** start Selection **

They can bring housing density to Denver neighborhoods without the need to scrape away existing homes or drastically change the way those neighborhoods look.
They can serve as a source of income for homeowners struggling to keep up with Denver’s rising cost of living and property taxes. Or they can house aging relatives, providing parents and grandparents with the opportunity to live just a few steps from loved ones but also maintain some privacy.
They have environmental benefits, providing options for the reuse of garages or underutilized space within a home. They create infill housing close to transportation corridors and employment centers instead of driving more sprawl on the periphery of town.
In a city where rent prices have climbed steadily over the last decade and housing supply is estimated to be tens of thousands of units short of demand, accessory dwelling units, sometimes called granny flats or ADUs for short, are broadly viewed as a tool in pushing back against the housing crisis.
The self-contained residential units — sometimes found in cordoned-off basements, sometimes in converted garages, sometimes built from the ground up, but always an accessory to the main home on a property — have existed in various forms for generations. But they are gaining popularity in markets from the Midwest to the Pacific coast as broad swaths of the country deal with a lack of available, attainable housing.

** end Selection **
** start Stored data **

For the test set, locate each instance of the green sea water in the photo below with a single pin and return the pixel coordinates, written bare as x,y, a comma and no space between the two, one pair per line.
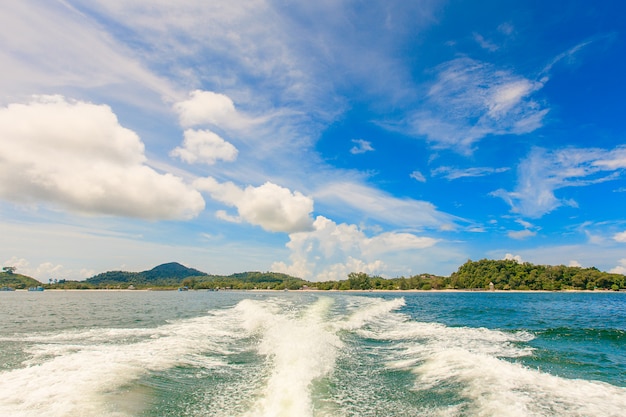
300,354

** end Stored data **

Tasks to complete:
a: In the passage on accessory dwelling units, what two other names are given for these units?
b: Summarize the passage on accessory dwelling units in two sentences.
c: Pick up the passage on accessory dwelling units after its final sentence and keep writing.
The material is separate from the passage on accessory dwelling units.

Responses:
a: Granny flats and ADUs.

b: Accessory dwelling units are self-contained residential units that are always an accessory to the main home on a property. They can add housing density to Denver neighborhoods without scraping away existing homes, give homeowners income, or house aging relatives, and they are broadly viewed as a tool against the housing crisis as they gain popularity from the Midwest to the Pacific coast.

c:
There’s one big problem with the tiny style of housing in Denver, advocates say: too few of them are being created.
Between Denver’s big zoning code overhaul in 2010 and the end of 2021, the city issued construction permits for 393 ADUs. That’s roughly 33 permits per year over that span. The high-water mark was 2019 when 71 permits were pulled. In 2021, the city issued 64.
Rezoning hearings for residents seeking to build ADUs on the Denver properties are common if not abundant. Monday night’s City Council agenda included three public hearings seeking approval for new ADUs.
“Everybody understands the potential and doesn’t understand why they’re not being built,” said Renee Martinez-Stone, a former Denver Planning Board member and Denver Housing Authority staffer who is leading a program focused on fostering more ADU development in west Denver neighborhoods.
“There’s a pretty complex regulator environment for ADUs,” said Martinez-Stone, who recently authored a report detailing the challenges homeowners in west Denver face. “That’s one of the biggest obstacles in Denver. Small development is disproportionately impacted by fees and requirements.”
Martinez-Stone is also a member of an advisory committee convened by the Denver Community Planning and Development department this year to provide input on the city’s ADUs in Denver project.
The project’s purpose is to follow through on the city’s long-range planning goals to make it easier for people to build a secondary residence on their property if they want to.
It’s about “making sure that we have a streamlined process for accessory dwelling units that makes sense and doesn’t create unnecessary barriers and promoting designs that fit in with different kinds of neighborhoods,” said Abe Barge, the principal city planner leading the project.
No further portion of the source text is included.